Excerpts from point annotation data:
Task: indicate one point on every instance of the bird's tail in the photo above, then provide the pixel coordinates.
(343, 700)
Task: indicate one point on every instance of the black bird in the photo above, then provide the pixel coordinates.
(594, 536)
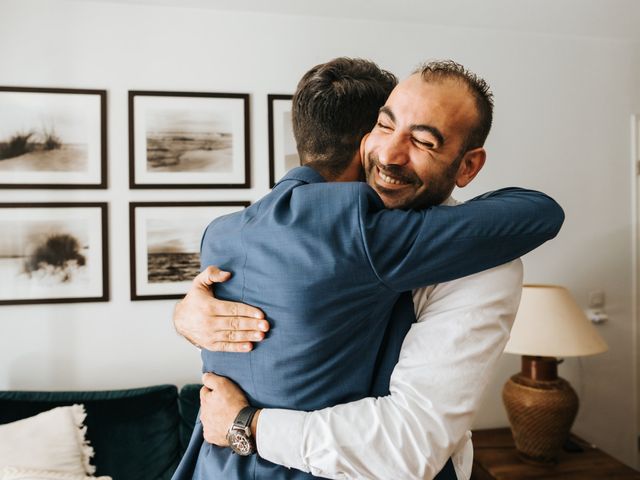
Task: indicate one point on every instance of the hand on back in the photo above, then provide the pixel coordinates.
(217, 325)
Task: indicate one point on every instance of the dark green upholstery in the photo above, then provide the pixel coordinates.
(137, 434)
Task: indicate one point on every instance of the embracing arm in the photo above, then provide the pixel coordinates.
(445, 364)
(217, 325)
(410, 249)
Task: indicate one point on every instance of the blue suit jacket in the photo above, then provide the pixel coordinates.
(326, 262)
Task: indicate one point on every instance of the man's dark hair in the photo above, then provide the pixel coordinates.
(448, 69)
(335, 105)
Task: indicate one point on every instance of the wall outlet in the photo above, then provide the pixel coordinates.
(596, 299)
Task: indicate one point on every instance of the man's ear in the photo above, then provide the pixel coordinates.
(362, 142)
(471, 164)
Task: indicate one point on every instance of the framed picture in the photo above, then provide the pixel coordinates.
(188, 140)
(53, 253)
(283, 154)
(53, 138)
(165, 244)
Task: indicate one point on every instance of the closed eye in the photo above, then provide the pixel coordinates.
(424, 143)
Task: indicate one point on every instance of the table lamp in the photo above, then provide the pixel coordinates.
(540, 405)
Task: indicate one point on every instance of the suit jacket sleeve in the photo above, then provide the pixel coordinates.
(409, 249)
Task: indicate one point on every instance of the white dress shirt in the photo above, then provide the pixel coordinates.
(445, 363)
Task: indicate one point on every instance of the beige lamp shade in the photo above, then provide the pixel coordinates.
(549, 323)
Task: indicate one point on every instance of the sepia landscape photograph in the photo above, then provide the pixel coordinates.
(178, 139)
(165, 245)
(50, 254)
(50, 138)
(188, 141)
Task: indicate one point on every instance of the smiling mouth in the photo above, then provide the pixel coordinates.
(391, 180)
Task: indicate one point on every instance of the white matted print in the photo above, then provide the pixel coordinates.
(53, 253)
(52, 138)
(165, 244)
(188, 140)
(283, 154)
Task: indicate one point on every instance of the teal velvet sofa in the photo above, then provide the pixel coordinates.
(137, 434)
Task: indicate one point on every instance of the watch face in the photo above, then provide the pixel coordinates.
(239, 443)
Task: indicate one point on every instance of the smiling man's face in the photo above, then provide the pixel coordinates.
(413, 155)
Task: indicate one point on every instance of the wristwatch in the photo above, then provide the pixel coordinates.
(239, 435)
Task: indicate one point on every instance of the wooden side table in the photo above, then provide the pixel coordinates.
(495, 458)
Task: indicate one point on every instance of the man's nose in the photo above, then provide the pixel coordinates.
(393, 151)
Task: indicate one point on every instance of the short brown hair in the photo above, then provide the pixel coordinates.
(448, 69)
(335, 105)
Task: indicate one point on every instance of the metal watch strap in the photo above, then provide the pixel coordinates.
(245, 416)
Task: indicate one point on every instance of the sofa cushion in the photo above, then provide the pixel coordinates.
(52, 440)
(134, 432)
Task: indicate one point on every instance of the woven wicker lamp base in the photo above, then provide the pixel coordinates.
(541, 408)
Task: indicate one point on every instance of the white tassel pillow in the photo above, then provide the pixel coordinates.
(52, 440)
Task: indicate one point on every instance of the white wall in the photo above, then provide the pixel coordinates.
(561, 125)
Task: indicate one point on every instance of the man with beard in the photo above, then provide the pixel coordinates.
(327, 264)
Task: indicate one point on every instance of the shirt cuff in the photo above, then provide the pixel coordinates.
(275, 447)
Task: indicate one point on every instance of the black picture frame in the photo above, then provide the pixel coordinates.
(282, 153)
(60, 108)
(174, 236)
(56, 230)
(203, 148)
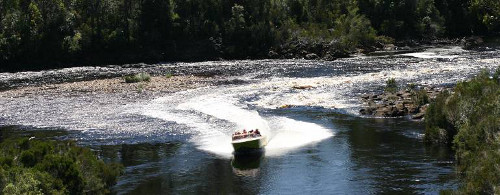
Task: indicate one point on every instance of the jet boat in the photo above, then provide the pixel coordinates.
(248, 141)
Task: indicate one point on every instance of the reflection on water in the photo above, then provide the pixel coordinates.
(248, 160)
(366, 156)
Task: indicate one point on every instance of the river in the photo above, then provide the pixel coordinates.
(179, 142)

#### [PROBLEM REQUIREMENTS]
Give all the lines above again, character for character, without pictures.

#### [THE ANSWER]
Task: indicate one point on every instance of the bird's tail in the photo above, then provide the pixel coordinates.
(343, 700)
Task: indicate one point on every instance of the black bird in the photo above, then provide the pixel coordinates.
(594, 536)
Task: indicate one point on every instance of the hand on back in the photo above, then provide the pixel coordinates.
(217, 325)
Task: indicate one point on every instance of the dark green upholstery in the photo above, then provide the pixel coordinates.
(137, 434)
Task: indicate one point on every instance of the embracing arm in the photo above, then provide the pixel coordinates.
(445, 364)
(217, 325)
(410, 249)
Task: indicate one point on every instance of the blue suit jacket in the photo above, then provide the pixel coordinates.
(326, 262)
Task: indicate one point on every instance of the man's dark hair in the photo above, then provide the pixel coordinates.
(448, 69)
(335, 105)
Task: indicate one point on every instance of the wall outlet in the photo above, then provide the pixel coordinates.
(596, 299)
Task: indicate one point on every instance of the man's ear in the photo above, then provide the pixel coordinates.
(362, 142)
(471, 164)
Task: indicate one point on every instance of the framed picture in the photo above, then provide the pixel coordinates.
(188, 140)
(53, 253)
(283, 154)
(53, 138)
(165, 244)
Task: indicate one point on every instance of the closed eye in the photo above, then provide the pixel coordinates.
(424, 143)
Task: indicate one point on every instance of the table lamp in the photo above, then provide the pixel coordinates.
(540, 405)
Task: indicate one point on every instance of the suit jacket sleeve in the photo above, then provide the pixel coordinates.
(409, 249)
Task: indicate one point on every instance of the white dress shirt in the photo above, then provide the pixel coordinates.
(445, 363)
Task: indicate one point on every instance of the beige lamp shade in the photo above, then provide the pixel coordinates.
(549, 323)
Task: indicate one point on every instance of the sepia landscape photograph in the photo above, then provide the pixel coordinates.
(178, 139)
(165, 245)
(50, 254)
(50, 138)
(188, 141)
Task: indicate one point on every instance of the smiling mouth in the photo above, then provide the pixel coordinates.
(391, 180)
Task: indicate one point on every instance of the white matted print in the photo above, then provide the pixel coordinates.
(53, 253)
(52, 138)
(165, 244)
(188, 140)
(283, 154)
Task: indicate one point on every instance of the teal velvet sofa in the photo above, then provide the pixel coordinates.
(137, 434)
Task: indicate one point on every instance of the watch face in the photo above, then provide the pixel coordinates.
(239, 443)
Task: indicate one point on every instance of the smiling man's face in the photo above, then provide the pixel coordinates.
(413, 155)
Task: indicate one point on every instance of the wristwatch in the photo above, then provide the pixel coordinates.
(239, 435)
Task: indicate one point on every instance of the wooden side table in the photo above, then provide the pixel coordinates.
(495, 458)
Task: indicate one point on every instance of the man's nose in the photo above, then provide the pixel coordinates.
(393, 151)
Task: indicate one point on every instance of the short brown hair in the photo above, then provide the pixel coordinates.
(448, 69)
(335, 105)
Task: indicate one point on every instance of the metal watch strap in the photo above, then provide the pixel coordinates.
(245, 416)
Task: indicate one point on every instance of the sofa cushion in the photo above, then provide the pixel coordinates.
(52, 440)
(134, 432)
Task: indicate one point on every instance of the woven wicker lamp base in the photo above, then provide the pixel coordinates.
(541, 408)
Task: indicate one point on every instance of the white tassel pillow in the photo above, then provide the pixel coordinates.
(52, 440)
Task: indicate one point on every instance of the white wall in the photo above, then provide the pixel coordinates.
(561, 125)
Task: indicate one point on every instance of the man with beard in the photo above, then provide the pixel coordinates.
(327, 264)
Task: indicate one point on every instance of the shirt cuff in the photo above, then provide the pixel coordinates.
(275, 447)
Task: indicate one point on every instance of the black picture frame in the photo above, then provide the pixel coordinates.
(282, 153)
(60, 108)
(174, 236)
(56, 230)
(203, 148)
Task: indicate one point on every instance of the jet boat in the photo above, then provide the pixel coordinates.
(248, 141)
Task: indicate one point on every instance of the reflection on water in the photo above, then provide the pixel coordinates.
(248, 160)
(366, 156)
Task: indicate one point on every instance of the river in the photo above, then provide the pixel coordinates.
(179, 142)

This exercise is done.